#### Text to read:
-- Begin --

Friday, May 10, 2024

Joe ~ May 10

 

Spoken Words

 

Televised sporting events have become the the most technically intricate productions in the world of entertainment. An NFL football game that is being broadcast or streamed has no less than 25 cameras positioned at a stadium to cover every angle, player and potential visual advantages. Outside the venue there are 3 to 4 production trucks filled with directors, producers, editors and engineers, all performing their part so we as a viewer at home can seamlessly watch our monitors at home. There are announcers in the booth giving us the play-by-play and the color and descriptions of the each series of actions by the players, coaches and referees are during the production. There are statisticians, graphic artists and a myriad of folks near computers who are recording each event on the field in regular time, in isolation of maybe certain participants who are the playmakers. A small army of these people do the same, only record it in slow motion, so each play can be scrutinized by the audience and officials and can truly effect a game because it is next to impossible to make every judgement on the field in real time, possible and correct.  Yes, it’s really quite a mega-production to marshal all these assets and pull off Sundays, Monday and Thursday nights and all those other special times and occasions that allow us to casually sit back and enjoy the game while drinking our beer and eating our wings. 

And to think that this is so large an undertaking, only to be awed by it’s scope and this powerful ability to capture all this visual and audible activity and provide it to the eyes of the world is taken for granted by the average viewer. Over the years I have found myself driving across an interstate going to visit a friend or sick relative. With the availability of satellite radio I found myself listening to sporting events as they were happening live. Super Bowls, college basketball and football, it ran the gamut. I found myself becoming more attuned to the on-air talent giving me a blow by blow verbal description of the event. Obviously, when you have a television screen in front of your nose you don’t need someone telling you every minute detail. But, I’ve come to enjoy the astounding talent and ability of a radio announcer to paint a picture with words and allow me to construct it like a puzzle in my mind. The avid descriptions and insights, the color of the uniforms, the demeanor of the crowd, the condition of the field, the verbal outbursts from the players and coaches, all brought forth with words. To me, it’s magical. The excitement is amped up to and constantly being interpreted to illustrate to us the flavor and texture and personality of what is conspiring on the field and in the stadium. These tremendously able wordsmiths keep this pipeline of info coming at you, fast and furious. It’s a shame really, that the best of these radio journeymen will be elevated from the ranks of radio to the crowning glory of the wonderful world of color, where they will share many pregnant pauses and withhold their observational powers, so the pixels can do most of the work.

-- End --

#### Exercise task:
Decide whether each statement agrees with the piece on spoken words above. For each, answer yes or no and quote the words from the piece that settle it.
1. A broadcast NFL game uses at least 25 cameras at the stadium.
2. Five to six production trucks are parked outside the venue.
3. The writer has listened to live sporting events on satellite radio.

#### Listed entries:
-- Begin --

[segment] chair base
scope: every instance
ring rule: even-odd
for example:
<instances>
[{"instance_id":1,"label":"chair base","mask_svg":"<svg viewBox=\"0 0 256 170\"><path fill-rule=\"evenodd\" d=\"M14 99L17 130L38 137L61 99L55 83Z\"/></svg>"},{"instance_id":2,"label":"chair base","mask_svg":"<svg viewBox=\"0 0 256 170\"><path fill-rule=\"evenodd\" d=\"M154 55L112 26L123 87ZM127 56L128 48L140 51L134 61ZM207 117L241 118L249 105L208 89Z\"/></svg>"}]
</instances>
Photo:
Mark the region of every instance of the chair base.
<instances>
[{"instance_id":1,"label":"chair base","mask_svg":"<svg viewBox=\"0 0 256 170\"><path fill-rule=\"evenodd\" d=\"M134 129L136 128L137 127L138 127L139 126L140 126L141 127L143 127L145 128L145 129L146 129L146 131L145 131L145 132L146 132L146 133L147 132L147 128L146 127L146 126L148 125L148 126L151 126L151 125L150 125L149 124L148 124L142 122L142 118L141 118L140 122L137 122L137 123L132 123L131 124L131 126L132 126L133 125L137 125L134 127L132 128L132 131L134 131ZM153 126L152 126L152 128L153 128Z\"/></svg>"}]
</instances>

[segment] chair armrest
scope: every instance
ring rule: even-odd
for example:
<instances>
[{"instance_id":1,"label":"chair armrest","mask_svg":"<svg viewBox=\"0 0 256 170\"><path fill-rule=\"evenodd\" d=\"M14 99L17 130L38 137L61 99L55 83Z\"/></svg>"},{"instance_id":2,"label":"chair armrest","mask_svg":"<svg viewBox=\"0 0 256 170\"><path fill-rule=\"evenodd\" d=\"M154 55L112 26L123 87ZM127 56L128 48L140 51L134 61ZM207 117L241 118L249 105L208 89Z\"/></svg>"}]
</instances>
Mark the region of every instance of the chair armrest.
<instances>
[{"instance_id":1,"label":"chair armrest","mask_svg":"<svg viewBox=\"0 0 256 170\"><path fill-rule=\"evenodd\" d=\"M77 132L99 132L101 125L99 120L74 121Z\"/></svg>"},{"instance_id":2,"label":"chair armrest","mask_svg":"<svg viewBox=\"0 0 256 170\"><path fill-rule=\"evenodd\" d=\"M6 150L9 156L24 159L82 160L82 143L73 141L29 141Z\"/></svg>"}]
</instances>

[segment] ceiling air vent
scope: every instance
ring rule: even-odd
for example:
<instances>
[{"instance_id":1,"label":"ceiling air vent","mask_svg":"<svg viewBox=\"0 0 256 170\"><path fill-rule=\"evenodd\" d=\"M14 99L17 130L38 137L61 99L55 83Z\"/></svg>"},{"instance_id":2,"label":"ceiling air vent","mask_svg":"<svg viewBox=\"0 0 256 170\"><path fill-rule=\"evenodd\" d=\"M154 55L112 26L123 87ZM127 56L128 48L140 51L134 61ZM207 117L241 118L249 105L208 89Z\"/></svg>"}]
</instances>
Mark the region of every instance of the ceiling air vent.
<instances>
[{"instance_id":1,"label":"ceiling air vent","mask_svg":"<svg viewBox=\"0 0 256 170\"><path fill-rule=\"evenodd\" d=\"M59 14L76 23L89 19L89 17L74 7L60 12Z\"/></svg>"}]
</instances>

-- End --
-- Begin --

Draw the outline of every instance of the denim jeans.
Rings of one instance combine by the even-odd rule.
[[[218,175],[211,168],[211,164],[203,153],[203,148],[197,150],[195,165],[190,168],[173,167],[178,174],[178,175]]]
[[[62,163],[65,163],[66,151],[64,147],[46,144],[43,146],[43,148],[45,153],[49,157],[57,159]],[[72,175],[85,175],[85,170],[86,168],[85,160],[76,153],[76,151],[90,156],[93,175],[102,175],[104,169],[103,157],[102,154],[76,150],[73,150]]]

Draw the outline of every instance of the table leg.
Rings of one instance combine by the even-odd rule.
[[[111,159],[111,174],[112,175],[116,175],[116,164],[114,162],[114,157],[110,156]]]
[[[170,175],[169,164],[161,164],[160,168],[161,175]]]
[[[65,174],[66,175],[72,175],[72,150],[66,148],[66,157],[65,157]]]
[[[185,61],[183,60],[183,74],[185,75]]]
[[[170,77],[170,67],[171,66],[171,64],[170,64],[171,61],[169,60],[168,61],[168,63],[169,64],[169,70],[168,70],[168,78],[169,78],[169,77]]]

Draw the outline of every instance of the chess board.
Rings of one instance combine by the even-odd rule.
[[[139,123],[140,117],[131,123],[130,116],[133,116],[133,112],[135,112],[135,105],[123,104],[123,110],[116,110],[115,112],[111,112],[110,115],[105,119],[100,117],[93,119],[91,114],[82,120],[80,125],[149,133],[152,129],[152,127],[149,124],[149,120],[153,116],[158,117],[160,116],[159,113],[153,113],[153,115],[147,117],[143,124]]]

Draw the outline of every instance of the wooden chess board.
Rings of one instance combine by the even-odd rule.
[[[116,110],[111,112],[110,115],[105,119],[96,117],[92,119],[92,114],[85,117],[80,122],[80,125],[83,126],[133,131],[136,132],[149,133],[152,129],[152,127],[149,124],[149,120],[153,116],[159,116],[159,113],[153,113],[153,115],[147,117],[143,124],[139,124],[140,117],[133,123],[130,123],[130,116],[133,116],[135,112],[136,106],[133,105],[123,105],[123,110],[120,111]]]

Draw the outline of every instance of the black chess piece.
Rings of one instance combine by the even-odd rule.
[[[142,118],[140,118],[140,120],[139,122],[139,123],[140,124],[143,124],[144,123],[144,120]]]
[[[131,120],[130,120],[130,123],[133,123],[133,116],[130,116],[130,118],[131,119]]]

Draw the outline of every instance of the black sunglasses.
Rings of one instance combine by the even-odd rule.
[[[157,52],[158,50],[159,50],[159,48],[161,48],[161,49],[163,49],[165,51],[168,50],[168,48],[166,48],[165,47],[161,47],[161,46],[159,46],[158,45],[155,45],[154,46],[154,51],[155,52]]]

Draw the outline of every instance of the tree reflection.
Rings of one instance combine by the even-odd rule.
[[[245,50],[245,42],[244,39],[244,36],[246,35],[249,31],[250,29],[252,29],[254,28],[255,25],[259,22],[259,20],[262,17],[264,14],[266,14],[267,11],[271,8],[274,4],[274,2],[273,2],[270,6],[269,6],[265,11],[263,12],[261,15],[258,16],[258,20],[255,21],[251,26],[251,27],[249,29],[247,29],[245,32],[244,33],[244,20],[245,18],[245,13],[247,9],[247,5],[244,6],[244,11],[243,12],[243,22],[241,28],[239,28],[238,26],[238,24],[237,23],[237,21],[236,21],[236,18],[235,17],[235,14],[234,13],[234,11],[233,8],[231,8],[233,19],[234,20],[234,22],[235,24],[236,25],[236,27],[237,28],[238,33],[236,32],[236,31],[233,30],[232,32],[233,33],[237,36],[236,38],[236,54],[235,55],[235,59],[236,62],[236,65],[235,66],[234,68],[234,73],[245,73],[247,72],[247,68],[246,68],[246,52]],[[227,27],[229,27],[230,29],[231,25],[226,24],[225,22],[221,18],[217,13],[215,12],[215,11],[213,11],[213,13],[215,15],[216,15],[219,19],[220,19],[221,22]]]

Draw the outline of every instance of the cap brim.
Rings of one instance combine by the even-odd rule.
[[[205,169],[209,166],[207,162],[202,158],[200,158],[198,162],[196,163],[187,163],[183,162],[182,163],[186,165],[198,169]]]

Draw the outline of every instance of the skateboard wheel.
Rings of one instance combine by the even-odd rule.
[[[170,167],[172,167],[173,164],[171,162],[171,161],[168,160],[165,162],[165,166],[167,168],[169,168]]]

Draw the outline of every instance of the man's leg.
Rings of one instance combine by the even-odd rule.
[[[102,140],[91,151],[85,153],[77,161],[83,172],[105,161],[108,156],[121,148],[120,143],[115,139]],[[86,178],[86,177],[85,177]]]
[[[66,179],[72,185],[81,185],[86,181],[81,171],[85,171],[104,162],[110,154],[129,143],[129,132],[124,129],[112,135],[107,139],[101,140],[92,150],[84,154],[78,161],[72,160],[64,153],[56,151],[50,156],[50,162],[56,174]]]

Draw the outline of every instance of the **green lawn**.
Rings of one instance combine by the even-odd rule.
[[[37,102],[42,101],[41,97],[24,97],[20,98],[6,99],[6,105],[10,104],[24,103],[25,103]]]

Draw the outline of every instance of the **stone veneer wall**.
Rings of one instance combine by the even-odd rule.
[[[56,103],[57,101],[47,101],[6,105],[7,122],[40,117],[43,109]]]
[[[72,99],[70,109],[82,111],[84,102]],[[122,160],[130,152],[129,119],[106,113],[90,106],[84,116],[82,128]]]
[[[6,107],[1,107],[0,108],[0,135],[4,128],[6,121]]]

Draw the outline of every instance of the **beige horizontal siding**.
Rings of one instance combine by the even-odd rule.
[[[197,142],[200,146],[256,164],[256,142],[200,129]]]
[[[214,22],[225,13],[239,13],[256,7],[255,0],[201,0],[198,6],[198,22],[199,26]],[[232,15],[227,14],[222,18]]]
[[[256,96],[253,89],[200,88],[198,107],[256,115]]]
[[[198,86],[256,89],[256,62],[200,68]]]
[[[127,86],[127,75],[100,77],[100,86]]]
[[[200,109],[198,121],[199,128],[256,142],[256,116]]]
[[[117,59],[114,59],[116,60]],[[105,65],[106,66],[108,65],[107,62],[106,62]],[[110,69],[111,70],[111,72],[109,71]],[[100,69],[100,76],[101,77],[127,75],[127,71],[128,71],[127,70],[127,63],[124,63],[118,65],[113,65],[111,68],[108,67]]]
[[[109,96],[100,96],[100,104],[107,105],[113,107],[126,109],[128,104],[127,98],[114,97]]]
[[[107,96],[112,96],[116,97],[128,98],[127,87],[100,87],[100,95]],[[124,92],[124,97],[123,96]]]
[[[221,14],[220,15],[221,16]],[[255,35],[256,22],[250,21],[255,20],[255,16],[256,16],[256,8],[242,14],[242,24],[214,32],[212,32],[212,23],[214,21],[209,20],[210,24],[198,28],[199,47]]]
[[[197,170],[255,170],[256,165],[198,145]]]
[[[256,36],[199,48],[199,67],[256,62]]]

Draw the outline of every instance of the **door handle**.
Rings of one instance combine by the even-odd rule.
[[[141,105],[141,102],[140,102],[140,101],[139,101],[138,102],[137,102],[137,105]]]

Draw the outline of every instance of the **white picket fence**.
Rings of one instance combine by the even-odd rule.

-- End --
-- Begin --

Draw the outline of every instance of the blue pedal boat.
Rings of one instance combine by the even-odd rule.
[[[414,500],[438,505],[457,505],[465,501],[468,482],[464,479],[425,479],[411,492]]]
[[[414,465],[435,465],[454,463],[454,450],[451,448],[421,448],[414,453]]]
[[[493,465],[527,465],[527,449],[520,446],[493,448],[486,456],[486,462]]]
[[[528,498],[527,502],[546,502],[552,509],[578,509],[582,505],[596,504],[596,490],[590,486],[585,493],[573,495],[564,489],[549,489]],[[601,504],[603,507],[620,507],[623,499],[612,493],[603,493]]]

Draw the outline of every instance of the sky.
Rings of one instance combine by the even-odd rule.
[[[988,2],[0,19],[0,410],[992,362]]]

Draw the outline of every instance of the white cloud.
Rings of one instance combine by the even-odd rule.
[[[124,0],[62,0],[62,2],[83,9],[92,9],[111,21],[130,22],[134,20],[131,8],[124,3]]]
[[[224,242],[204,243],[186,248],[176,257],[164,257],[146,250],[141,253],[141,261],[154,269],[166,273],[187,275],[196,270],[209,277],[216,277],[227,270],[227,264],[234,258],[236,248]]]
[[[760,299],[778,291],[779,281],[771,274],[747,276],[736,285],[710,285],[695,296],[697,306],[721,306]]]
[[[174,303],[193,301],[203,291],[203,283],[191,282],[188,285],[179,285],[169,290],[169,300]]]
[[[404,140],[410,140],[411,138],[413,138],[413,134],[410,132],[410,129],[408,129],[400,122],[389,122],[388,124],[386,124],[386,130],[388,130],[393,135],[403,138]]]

-- End --

#### Solution:
1. Yes: "An NFL football game that is being broadcast or streamed has no less than 25 cameras positioned at a stadium"
2. No: "Outside the venue there are 3 to 4 production trucks"
3. Yes: "With the availability of satellite radio I found myself listening to sporting events as they were happening live."